(Pointing records)
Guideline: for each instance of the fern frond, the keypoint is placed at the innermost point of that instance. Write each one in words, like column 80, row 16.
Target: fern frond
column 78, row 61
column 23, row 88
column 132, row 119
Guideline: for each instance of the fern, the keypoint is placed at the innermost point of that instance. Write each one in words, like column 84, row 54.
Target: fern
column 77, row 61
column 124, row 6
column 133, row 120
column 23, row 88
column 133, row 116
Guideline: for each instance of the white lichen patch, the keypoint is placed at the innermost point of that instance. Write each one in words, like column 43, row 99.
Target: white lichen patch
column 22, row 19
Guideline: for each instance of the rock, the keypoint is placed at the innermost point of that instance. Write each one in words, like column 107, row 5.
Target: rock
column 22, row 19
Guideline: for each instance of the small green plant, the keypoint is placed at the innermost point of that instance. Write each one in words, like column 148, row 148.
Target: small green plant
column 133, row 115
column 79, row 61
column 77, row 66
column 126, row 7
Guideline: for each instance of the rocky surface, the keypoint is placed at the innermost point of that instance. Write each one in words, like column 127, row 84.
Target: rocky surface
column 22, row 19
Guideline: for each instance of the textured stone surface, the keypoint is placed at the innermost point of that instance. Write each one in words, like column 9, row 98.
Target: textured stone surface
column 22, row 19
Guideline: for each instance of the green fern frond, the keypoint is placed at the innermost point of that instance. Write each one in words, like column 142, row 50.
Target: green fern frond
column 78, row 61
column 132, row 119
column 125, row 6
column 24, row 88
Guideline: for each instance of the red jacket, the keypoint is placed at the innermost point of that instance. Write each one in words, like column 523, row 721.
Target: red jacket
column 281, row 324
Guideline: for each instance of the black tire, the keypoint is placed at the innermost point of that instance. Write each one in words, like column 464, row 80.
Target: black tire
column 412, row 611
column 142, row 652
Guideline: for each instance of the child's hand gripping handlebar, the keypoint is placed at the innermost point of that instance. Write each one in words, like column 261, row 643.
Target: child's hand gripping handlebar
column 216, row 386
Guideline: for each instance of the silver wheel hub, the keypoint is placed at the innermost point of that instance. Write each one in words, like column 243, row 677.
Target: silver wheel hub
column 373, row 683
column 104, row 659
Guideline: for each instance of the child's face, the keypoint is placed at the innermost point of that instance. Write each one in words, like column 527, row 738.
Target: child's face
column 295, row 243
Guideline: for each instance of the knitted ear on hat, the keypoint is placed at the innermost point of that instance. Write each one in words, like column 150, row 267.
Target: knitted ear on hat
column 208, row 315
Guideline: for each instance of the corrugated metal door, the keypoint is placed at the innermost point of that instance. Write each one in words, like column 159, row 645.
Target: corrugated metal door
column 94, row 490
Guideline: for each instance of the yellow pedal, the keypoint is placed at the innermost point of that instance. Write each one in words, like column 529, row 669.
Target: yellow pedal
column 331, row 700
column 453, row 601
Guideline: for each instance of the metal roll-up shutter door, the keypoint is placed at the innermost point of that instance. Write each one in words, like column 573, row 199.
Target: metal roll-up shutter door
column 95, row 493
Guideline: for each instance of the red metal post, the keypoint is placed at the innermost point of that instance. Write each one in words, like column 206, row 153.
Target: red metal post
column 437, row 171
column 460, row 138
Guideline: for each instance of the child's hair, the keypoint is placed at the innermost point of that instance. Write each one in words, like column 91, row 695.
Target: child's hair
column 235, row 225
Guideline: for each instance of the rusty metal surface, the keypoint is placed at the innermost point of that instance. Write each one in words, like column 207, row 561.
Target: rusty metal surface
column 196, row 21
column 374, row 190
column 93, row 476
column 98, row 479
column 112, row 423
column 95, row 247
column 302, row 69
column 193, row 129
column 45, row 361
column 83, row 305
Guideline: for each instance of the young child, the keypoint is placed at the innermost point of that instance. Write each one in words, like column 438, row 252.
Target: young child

§ Aim of the exercise
Copy all of the records above word for word, changing nothing.

§ Complete answer
Guideline: for each instance of the fern frond, the keypoint is placed at the innermost point of that instance. Write each one in words, like column 80, row 16.
Target: fern frond
column 78, row 61
column 23, row 88
column 132, row 119
Guideline: for each instance of the fern, the keypoint is placed at the innermost point of that instance. Write each one in words, like column 84, row 54.
Target: fern
column 77, row 61
column 124, row 6
column 133, row 120
column 23, row 88
column 133, row 116
Guideline: for each instance of the white lichen patch, the keypoint is placed at the innermost point of that instance. Write each one in words, like column 43, row 99.
Target: white lichen patch
column 22, row 19
Guideline: for each instance of the rock, the keypoint is placed at the innermost point of that instance. Write each one in words, like column 107, row 5.
Target: rock
column 22, row 19
Guideline: for each instance of the small green plant, the keypoint is placed at the innermost point of that instance. Write each one in words, like column 148, row 148.
Target: small green plant
column 133, row 115
column 79, row 61
column 77, row 66
column 126, row 7
Guideline: for each instance of the rocky surface, the keypoint is placed at the innermost point of that instance. Write each one in words, like column 127, row 84.
Target: rocky surface
column 22, row 19
Guideline: for each instance of the textured stone surface, the keypoint is placed at the innermost point of that instance. Write each one in words, like column 9, row 98.
Target: textured stone surface
column 22, row 19
Guideline: for each instance of the green fern frond, the keypoint is placed at the innermost point of that instance. Write each one in words, like column 142, row 50.
Target: green fern frond
column 78, row 61
column 132, row 119
column 125, row 6
column 24, row 88
Guideline: for each instance of the red jacket, the keypoint is placed at the innermost point of that instance. Write each one in words, like column 523, row 721.
Target: red jacket
column 281, row 324
Guideline: for each instance of the black tire, the keypoint is placed at the innermost point of that instance. Write each one in words, like column 464, row 80.
Target: black tire
column 412, row 611
column 142, row 652
Guideline: for each instance of the child's hand gripping handlebar, the keypoint is placed at the innermost point of that instance. Write each one in words, like column 261, row 643.
Target: child's hand gripping handlebar
column 216, row 386
Guideline: for each instance of the silver wheel hub, the keypoint is placed at the innermost point of that instance. Write each one in words, like column 243, row 677.
Target: silver wheel hub
column 373, row 683
column 104, row 659
Guideline: for each instance of the child's face, the keypoint is placed at the innermost point of that instance. Write each one in words, like column 527, row 738.
Target: child's face
column 295, row 243
Guideline: for each instance of the knitted ear on hat, the keypoint is placed at the innermost point of that instance. Write each one in words, like column 150, row 267.
Target: knitted ear on hat
column 208, row 315
Guideline: for each instance of the corrugated metal door, the keypoint is placed at the innermost point of that instance. Write each one in words, like column 159, row 645.
Target: corrugated metal door
column 94, row 490
Guideline: for each instance of the yellow pedal, the keypoint is placed at the innermost point of that instance. Write each one in words, like column 529, row 669.
Target: yellow pedal
column 331, row 700
column 453, row 601
Guideline: for each instance of the metal roll-up shutter door, the keypoint is placed at the innermost point of that instance. Write each one in words, like column 573, row 199.
Target: metal roll-up shutter door
column 95, row 493
Guideline: for each instance of the red metal post, the keypoint is placed at the innermost point of that instance. Write each one in words, like column 206, row 153.
Target: red metal post
column 437, row 171
column 460, row 138
Guideline: for each instance of the child's hair, the keypoint is placed at the innermost point of that instance. Write each one in words, like column 91, row 695.
Target: child's hair
column 235, row 225
Guideline: for each instance of the rusty metal surface, the keypoint is placed at the innermost point of that instance. Write each one in words, like column 207, row 561.
Target: rusty metal surface
column 196, row 21
column 374, row 190
column 93, row 476
column 98, row 479
column 112, row 423
column 95, row 247
column 302, row 69
column 193, row 129
column 45, row 361
column 83, row 305
Guideline: for each instance of the young child, the keypoint is placed at the innermost point of that instance. Write each one in words, like column 438, row 252.
Target: young child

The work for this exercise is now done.